→ **DATA FOR THIS EXERCISE**
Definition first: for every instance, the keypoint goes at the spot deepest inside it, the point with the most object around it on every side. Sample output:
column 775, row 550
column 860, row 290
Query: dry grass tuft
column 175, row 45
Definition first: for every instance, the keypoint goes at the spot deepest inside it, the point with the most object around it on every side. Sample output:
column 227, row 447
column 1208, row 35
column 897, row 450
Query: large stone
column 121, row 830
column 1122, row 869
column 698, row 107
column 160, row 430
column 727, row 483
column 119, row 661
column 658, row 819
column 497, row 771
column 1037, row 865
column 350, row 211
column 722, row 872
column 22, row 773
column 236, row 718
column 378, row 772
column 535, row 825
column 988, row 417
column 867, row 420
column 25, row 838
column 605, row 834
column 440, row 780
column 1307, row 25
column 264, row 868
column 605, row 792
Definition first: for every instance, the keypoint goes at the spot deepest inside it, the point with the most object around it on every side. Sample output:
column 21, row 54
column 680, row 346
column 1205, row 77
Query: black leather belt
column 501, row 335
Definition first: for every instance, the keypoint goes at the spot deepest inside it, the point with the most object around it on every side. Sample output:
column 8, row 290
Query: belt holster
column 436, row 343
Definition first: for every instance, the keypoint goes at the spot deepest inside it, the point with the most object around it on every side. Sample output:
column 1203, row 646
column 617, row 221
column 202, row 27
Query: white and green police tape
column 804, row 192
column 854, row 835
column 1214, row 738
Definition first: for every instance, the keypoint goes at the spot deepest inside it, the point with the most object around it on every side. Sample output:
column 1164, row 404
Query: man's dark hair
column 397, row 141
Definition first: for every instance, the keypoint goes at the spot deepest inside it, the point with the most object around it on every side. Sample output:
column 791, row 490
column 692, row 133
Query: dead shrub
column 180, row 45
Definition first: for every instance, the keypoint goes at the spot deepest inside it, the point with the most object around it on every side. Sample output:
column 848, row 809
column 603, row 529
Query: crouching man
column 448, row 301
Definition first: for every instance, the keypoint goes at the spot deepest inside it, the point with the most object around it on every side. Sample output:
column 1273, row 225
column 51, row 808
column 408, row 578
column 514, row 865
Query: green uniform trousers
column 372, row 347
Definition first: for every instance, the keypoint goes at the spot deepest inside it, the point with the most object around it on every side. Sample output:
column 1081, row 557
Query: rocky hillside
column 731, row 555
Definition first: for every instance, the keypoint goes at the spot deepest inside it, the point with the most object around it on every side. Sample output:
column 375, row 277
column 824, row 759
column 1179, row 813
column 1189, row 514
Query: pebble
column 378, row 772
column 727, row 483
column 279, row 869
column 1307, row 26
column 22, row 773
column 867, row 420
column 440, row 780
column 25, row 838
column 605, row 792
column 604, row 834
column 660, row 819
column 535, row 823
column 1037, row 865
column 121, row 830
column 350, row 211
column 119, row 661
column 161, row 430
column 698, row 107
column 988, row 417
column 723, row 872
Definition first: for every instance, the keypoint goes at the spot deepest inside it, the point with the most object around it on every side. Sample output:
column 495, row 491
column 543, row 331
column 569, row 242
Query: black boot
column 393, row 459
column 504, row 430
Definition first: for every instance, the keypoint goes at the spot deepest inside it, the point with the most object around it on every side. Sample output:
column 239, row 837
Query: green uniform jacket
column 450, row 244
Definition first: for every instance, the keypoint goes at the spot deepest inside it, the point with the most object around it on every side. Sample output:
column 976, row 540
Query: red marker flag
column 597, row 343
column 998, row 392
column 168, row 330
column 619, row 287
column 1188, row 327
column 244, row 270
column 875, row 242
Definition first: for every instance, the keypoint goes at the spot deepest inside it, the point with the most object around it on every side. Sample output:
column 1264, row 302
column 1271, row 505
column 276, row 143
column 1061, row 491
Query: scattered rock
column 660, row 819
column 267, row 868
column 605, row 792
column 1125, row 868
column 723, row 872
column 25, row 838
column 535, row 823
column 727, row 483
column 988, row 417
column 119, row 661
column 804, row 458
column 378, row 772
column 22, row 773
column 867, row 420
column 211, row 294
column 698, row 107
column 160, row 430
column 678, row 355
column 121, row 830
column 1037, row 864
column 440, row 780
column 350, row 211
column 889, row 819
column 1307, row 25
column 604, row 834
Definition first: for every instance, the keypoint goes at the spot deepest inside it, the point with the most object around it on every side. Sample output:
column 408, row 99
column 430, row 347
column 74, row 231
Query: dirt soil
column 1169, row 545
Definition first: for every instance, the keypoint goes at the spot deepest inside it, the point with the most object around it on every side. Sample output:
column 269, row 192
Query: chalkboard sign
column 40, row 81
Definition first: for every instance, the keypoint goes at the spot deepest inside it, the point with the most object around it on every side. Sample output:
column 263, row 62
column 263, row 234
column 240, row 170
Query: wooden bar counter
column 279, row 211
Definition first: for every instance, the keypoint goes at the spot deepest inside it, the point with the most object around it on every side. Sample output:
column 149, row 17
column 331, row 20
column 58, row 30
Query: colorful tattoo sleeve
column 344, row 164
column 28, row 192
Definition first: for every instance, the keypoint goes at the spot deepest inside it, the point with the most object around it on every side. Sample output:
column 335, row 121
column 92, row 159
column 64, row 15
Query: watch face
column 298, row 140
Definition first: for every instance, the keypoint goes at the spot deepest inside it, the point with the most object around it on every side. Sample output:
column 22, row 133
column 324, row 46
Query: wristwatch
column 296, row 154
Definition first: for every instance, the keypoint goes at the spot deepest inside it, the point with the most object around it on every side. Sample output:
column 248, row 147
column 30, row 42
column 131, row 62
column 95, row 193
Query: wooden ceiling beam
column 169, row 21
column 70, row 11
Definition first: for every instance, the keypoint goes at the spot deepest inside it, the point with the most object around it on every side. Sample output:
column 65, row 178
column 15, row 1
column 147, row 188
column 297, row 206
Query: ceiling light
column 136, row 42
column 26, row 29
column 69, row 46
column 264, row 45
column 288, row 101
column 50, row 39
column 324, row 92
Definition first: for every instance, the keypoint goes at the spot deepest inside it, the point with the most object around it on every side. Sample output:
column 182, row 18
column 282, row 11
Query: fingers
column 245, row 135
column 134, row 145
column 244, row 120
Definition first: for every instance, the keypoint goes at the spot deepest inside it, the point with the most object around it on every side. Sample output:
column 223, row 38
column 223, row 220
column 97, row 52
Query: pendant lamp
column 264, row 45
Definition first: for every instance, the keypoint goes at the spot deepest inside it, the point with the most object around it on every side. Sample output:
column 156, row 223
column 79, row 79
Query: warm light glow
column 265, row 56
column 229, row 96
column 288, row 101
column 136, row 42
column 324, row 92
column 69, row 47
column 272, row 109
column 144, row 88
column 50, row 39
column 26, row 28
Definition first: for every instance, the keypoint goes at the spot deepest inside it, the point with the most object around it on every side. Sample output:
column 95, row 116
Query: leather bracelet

→ **INSTRUCTION**
Put every line of the material above into a Markdown table with the columns Item and Text, numbering each line under Item and omitting blank lines.

→ **TASK ANSWER**
| Item | Text |
|---|---|
| 1 | Definition first: for every instance, the keypoint goes at the spot deepest inside it, the point with the most object around it on every side. Sample output: |
| 2 | column 775, row 550 |
| 3 | column 860, row 290 |
| 4 | Query: dry grass tuft |
| 5 | column 175, row 45 |
| 6 | Definition first: for every instance, the keypoint goes at the spot deepest inside it, the point with the most object around it on every side. Sample output: |
| 7 | column 227, row 447 |
| 8 | column 1208, row 35 |
| 9 | column 897, row 450 |
| 10 | Query: large stone |
| 11 | column 121, row 830 |
| 12 | column 1122, row 869 |
| 13 | column 698, row 107 |
| 14 | column 160, row 430 |
| 15 | column 727, row 483 |
| 16 | column 119, row 661 |
| 17 | column 658, row 819 |
| 18 | column 497, row 771 |
| 19 | column 1037, row 865 |
| 20 | column 350, row 211 |
| 21 | column 722, row 872 |
| 22 | column 22, row 773 |
| 23 | column 236, row 718 |
| 24 | column 378, row 772 |
| 25 | column 535, row 825 |
| 26 | column 988, row 417 |
| 27 | column 867, row 420 |
| 28 | column 25, row 838 |
| 29 | column 605, row 834 |
| 30 | column 440, row 780 |
| 31 | column 1307, row 25 |
| 32 | column 264, row 868 |
| 33 | column 605, row 792 |
| 34 | Definition first: for every instance, the keypoint goes at the spot deepest inside it, the point with the most object around it on every side. Sample output: |
| 35 | column 21, row 54 |
| 36 | column 680, row 346 |
| 37 | column 1205, row 77 |
| 38 | Query: black leather belt |
| 39 | column 501, row 335 |
| 40 | Definition first: for every instance, the keypoint goes at the spot deepest inside it, the point with the most object around it on every side. Sample output: |
| 41 | column 8, row 290 |
| 42 | Query: belt holster |
| 43 | column 436, row 343 |
| 44 | Definition first: for every instance, the keypoint goes at the spot deepest inside it, the point with the most object around it on every side. Sample output: |
| 45 | column 1203, row 646 |
| 46 | column 617, row 221 |
| 47 | column 202, row 27 |
| 48 | Query: white and green police tape |
| 49 | column 804, row 192 |
| 50 | column 854, row 835 |
| 51 | column 1214, row 738 |
| 52 | Definition first: for every instance, the keypoint goes at the spot deepest inside it, the point with the most object around it on every side. Sample output: |
| 53 | column 1164, row 404 |
| 54 | Query: man's dark hair |
| 55 | column 397, row 141 |
| 56 | Definition first: for every instance, the keypoint goes at the spot deepest inside it, the point with the most object around it on every side. Sample output: |
| 57 | column 791, row 490 |
| 58 | column 692, row 133 |
| 59 | Query: dead shrub |
| 60 | column 180, row 45 |
| 61 | Definition first: for every instance, the keypoint goes at the spot deepest inside it, the point with the most object around it on every side. Sample output: |
| 62 | column 848, row 809 |
| 63 | column 603, row 529 |
| 64 | Query: crouching man |
| 65 | column 448, row 301 |
| 66 | Definition first: for every instance, the keypoint goes at the spot deepest inside it, the point with the most object around it on every side. Sample output: |
| 67 | column 1273, row 225 |
| 68 | column 51, row 808 |
| 69 | column 408, row 578 |
| 70 | column 514, row 865 |
| 71 | Query: green uniform trousers |
| 72 | column 372, row 347 |
| 73 | Definition first: for every instance, the keypoint goes at the spot deepest inside it, the point with the most object around it on every side. Sample output: |
| 74 | column 1081, row 557 |
| 75 | Query: rocky hillside |
| 76 | column 731, row 555 |
| 77 | Definition first: for every instance, the keypoint goes at the spot deepest inside it, the point with the most object around it on every side. Sample output: |
| 78 | column 375, row 277 |
| 79 | column 824, row 759 |
| 80 | column 1179, row 813 |
| 81 | column 1189, row 514 |
| 82 | Query: pebble |
| 83 | column 378, row 772 |
| 84 | column 727, row 483 |
| 85 | column 279, row 869 |
| 86 | column 1307, row 26 |
| 87 | column 22, row 773 |
| 88 | column 867, row 420 |
| 89 | column 440, row 780 |
| 90 | column 25, row 838 |
| 91 | column 605, row 792 |
| 92 | column 604, row 834 |
| 93 | column 660, row 819 |
| 94 | column 535, row 823 |
| 95 | column 1037, row 865 |
| 96 | column 121, row 830 |
| 97 | column 350, row 211 |
| 98 | column 119, row 661 |
| 99 | column 161, row 430 |
| 100 | column 698, row 107 |
| 101 | column 988, row 417 |
| 102 | column 723, row 872 |
| 103 | Definition first: for every instance, the keypoint goes at the spot deepest inside it, the point with the most object around it on every side. Sample output: |
| 104 | column 495, row 491 |
| 105 | column 543, row 331 |
| 106 | column 569, row 242 |
| 107 | Query: black boot |
| 108 | column 393, row 459 |
| 109 | column 504, row 430 |
| 110 | Definition first: for every instance, the keypoint goes at the spot deepest inside it, the point with the most object around it on every side. Sample output: |
| 111 | column 239, row 837 |
| 112 | Query: green uniform jacket |
| 113 | column 450, row 244 |
| 114 | Definition first: for every instance, the keypoint goes at the spot deepest inside it, the point with the most object around it on every side. Sample output: |
| 115 | column 976, row 540 |
| 116 | Query: red marker flag |
| 117 | column 597, row 343 |
| 118 | column 998, row 392 |
| 119 | column 168, row 330 |
| 120 | column 619, row 287 |
| 121 | column 1188, row 327 |
| 122 | column 244, row 270 |
| 123 | column 875, row 242 |
| 124 | Definition first: for every instance, the keypoint goes at the spot deepest inside it, the point with the most object around it on every side. Sample output: |
| 125 | column 1264, row 302 |
| 126 | column 1271, row 505 |
| 127 | column 276, row 143 |
| 128 | column 1061, row 491 |
| 129 | Query: scattered rock |
| 130 | column 660, row 819 |
| 131 | column 267, row 868 |
| 132 | column 605, row 792 |
| 133 | column 1125, row 868 |
| 134 | column 723, row 872 |
| 135 | column 25, row 838 |
| 136 | column 535, row 823 |
| 137 | column 727, row 483 |
| 138 | column 988, row 417 |
| 139 | column 119, row 661 |
| 140 | column 804, row 458 |
| 141 | column 378, row 772 |
| 142 | column 22, row 773 |
| 143 | column 867, row 420 |
| 144 | column 211, row 294 |
| 145 | column 698, row 107 |
| 146 | column 160, row 430 |
| 147 | column 678, row 355 |
| 148 | column 121, row 830 |
| 149 | column 1037, row 864 |
| 150 | column 440, row 780 |
| 151 | column 350, row 211 |
| 152 | column 889, row 819 |
| 153 | column 1307, row 25 |
| 154 | column 604, row 834 |
| 155 | Definition first: for every instance, the keypoint goes at the spot deepest inside it, the point with the most object around it on every side. Sample output: |
| 156 | column 408, row 99 |
| 157 | column 430, row 347 |
| 158 | column 74, row 231 |
| 159 | Query: dirt soil |
| 160 | column 1169, row 545 |
| 161 | Definition first: for every instance, the keypoint goes at the spot deepest inside it, the point with the most object around it on every side. Sample output: |
| 162 | column 269, row 192 |
| 163 | Query: chalkboard sign |
| 164 | column 40, row 81 |
| 165 | Definition first: for every instance, the keypoint goes at the spot deepest inside it, the point with the most object around it on every side. Sample output: |
| 166 | column 263, row 62 |
| 167 | column 263, row 234 |
| 168 | column 240, row 170 |
| 169 | Query: wooden bar counter |
| 170 | column 279, row 211 |
| 171 | Definition first: for every instance, the keypoint goes at the spot deepest inside it, the point with the most object around it on every side. Sample output: |
| 172 | column 149, row 17 |
| 173 | column 331, row 20 |
| 174 | column 58, row 30 |
| 175 | Query: colorful tattoo sleeve |
| 176 | column 344, row 164 |
| 177 | column 28, row 192 |
| 178 | Definition first: for every instance, the keypoint goes at the spot deepest inside it, the point with the most object around it on every side. Sample output: |
| 179 | column 335, row 121 |
| 180 | column 92, row 159 |
| 181 | column 64, row 15 |
| 182 | Query: watch face |
| 183 | column 298, row 140 |
| 184 | Definition first: for every instance, the keypoint goes at the spot deepest inside it, the point with the most object around it on every side. Sample output: |
| 185 | column 22, row 133 |
| 186 | column 324, row 46 |
| 187 | Query: wristwatch |
| 188 | column 296, row 154 |
| 189 | Definition first: for every instance, the keypoint goes at the spot deepest inside it, the point with the most object around it on every side. Sample output: |
| 190 | column 248, row 147 |
| 191 | column 30, row 42 |
| 192 | column 131, row 62 |
| 193 | column 95, row 193 |
| 194 | Query: wooden ceiling beam |
| 195 | column 169, row 21 |
| 196 | column 70, row 11 |
| 197 | Definition first: for every instance, the keypoint goes at the spot deepest inside it, the point with the most object around it on every side. Sample output: |
| 198 | column 65, row 178 |
| 199 | column 15, row 1 |
| 200 | column 147, row 188 |
| 201 | column 297, row 206 |
| 202 | Query: ceiling light |
| 203 | column 136, row 42 |
| 204 | column 26, row 29 |
| 205 | column 69, row 46 |
| 206 | column 264, row 45 |
| 207 | column 288, row 101 |
| 208 | column 50, row 39 |
| 209 | column 324, row 92 |
| 210 | Definition first: for every instance, the keypoint goes at the spot deepest inside it, the point with the most object around it on every side. Sample output: |
| 211 | column 182, row 18 |
| 212 | column 282, row 11 |
| 213 | Query: fingers |
| 214 | column 245, row 135 |
| 215 | column 134, row 145 |
| 216 | column 244, row 120 |
| 217 | Definition first: for every instance, the keypoint goes at the spot deepest inside it, the point with the most object around it on every side. Sample output: |
| 218 | column 223, row 38 |
| 219 | column 223, row 220 |
| 220 | column 97, row 52 |
| 221 | Query: pendant lamp |
| 222 | column 264, row 45 |
| 223 | Definition first: for every instance, the keypoint goes at the spot deepest inside it, the point with the most object around it on every side. Sample output: |
| 224 | column 156, row 223 |
| 225 | column 79, row 79 |
| 226 | Query: warm light glow |
| 227 | column 265, row 56 |
| 228 | column 229, row 96 |
| 229 | column 288, row 101 |
| 230 | column 136, row 42 |
| 231 | column 324, row 92 |
| 232 | column 69, row 47 |
| 233 | column 272, row 109 |
| 234 | column 144, row 88 |
| 235 | column 50, row 39 |
| 236 | column 26, row 28 |
| 237 | Definition first: for every instance, the keypoint goes at the spot deepest inside it, the point with the most object around it on every side. Sample output: |
| 238 | column 95, row 116 |
| 239 | Query: leather bracelet |